▶ _Written exercise_: Rewrite all of the records below, swapping every "bounding box" for "rectangle" and keeping everything else the same.

* BEGIN Input rows *

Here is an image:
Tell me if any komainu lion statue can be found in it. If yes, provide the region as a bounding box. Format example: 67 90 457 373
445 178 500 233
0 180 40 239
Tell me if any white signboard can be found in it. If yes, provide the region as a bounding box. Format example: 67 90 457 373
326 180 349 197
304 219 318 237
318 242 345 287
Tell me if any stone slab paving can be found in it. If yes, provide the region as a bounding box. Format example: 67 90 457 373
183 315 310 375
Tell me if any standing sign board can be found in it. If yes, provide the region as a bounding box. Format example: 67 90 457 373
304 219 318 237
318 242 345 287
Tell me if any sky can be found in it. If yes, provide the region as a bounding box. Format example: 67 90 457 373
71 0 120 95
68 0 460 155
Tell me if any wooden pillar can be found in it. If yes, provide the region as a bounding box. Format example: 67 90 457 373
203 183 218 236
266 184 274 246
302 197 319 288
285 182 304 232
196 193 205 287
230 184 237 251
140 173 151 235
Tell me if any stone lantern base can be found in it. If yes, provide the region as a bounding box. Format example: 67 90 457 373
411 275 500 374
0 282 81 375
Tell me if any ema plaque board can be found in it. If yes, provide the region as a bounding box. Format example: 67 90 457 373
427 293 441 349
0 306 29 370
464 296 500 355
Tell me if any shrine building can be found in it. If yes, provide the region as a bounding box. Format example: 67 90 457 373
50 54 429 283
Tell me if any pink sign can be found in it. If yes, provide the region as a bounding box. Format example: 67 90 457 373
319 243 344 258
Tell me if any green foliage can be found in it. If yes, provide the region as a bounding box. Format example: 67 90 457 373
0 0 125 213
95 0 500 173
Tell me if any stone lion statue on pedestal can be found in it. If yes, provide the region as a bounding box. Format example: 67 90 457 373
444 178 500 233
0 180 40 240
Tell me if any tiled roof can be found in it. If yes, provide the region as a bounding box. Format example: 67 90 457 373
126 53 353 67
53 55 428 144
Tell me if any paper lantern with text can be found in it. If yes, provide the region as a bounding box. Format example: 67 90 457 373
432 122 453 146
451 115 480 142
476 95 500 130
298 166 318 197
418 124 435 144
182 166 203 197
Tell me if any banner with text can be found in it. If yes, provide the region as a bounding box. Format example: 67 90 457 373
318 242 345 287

* END Input rows *

▶ _Solved problem_:
Here is an image:
Tell me if any komainu lion statue can be found in it. If yes, provide the region as a rectangle. Format example: 67 90 457 373
445 178 500 233
0 180 40 239
Tell me if any white signboard can be found in it. If yes, provide the region as a rectangle. Format example: 67 90 457 373
326 180 349 197
304 219 318 237
318 242 345 287
Tell me if any stone slab paving can be found in it. If yes, provide the region as a rectangle. Format example: 67 90 457 373
183 315 310 375
Tell me if any standing sign board can be found in it. If yes, provide the region as a rectangle. Format example: 67 90 457 373
304 219 318 237
318 242 345 287
Tell me if any sky can be found in it. If yes, provide the region as a rectangle. Format example: 67 90 457 373
71 0 120 95
68 0 460 155
Tell me if any wooden pillar can be found in it. If yes, provide the region as a rectangle. Format example: 67 90 457 373
203 183 218 236
266 184 274 246
302 197 319 288
285 182 304 232
196 193 205 287
230 184 237 251
140 173 151 235
Tell me if any stone lantern base can be found in it. If yes, provide the region as a rectangle. Format example: 67 90 457 373
411 275 500 374
0 282 81 375
Tell me if any ema plaque board can be found in it. If yes, provide the region as a rectangle. Format example: 67 90 457 373
427 293 441 349
0 306 29 370
464 296 500 355
Tell me if any shrine building can be found in it. If yes, provide the region as a rectangle. Format example: 67 90 457 373
50 54 429 283
Tell me if any pink sign can be found in it. If yes, provide the region as a rectangle. Format example: 67 90 457 373
319 243 344 258
Tell me if any green foliage can be found in it. If yes, provide the region as a rectangle. Format example: 67 90 457 373
0 0 125 213
95 0 500 173
Tell me if any stone lion statue on pedestal can be found in it. If yes, provide the region as a rectangle. Format example: 67 90 457 373
444 178 500 233
0 180 40 240
Tell me if any tiled roof can be found in it. If yes, provide the region as a rectangle. Format example: 67 90 457 373
126 53 353 67
53 55 428 144
Tell me if any paper lantern with text can be found in it. If yes, provide the region as a rectangle. Format example: 67 90 457 373
432 122 453 146
451 115 480 142
476 95 500 130
298 166 318 197
418 124 435 144
182 166 203 197
Tell me if any banner with text can be found in it. If yes, provide the region as a rectangle. Format example: 67 90 457 373
318 242 345 287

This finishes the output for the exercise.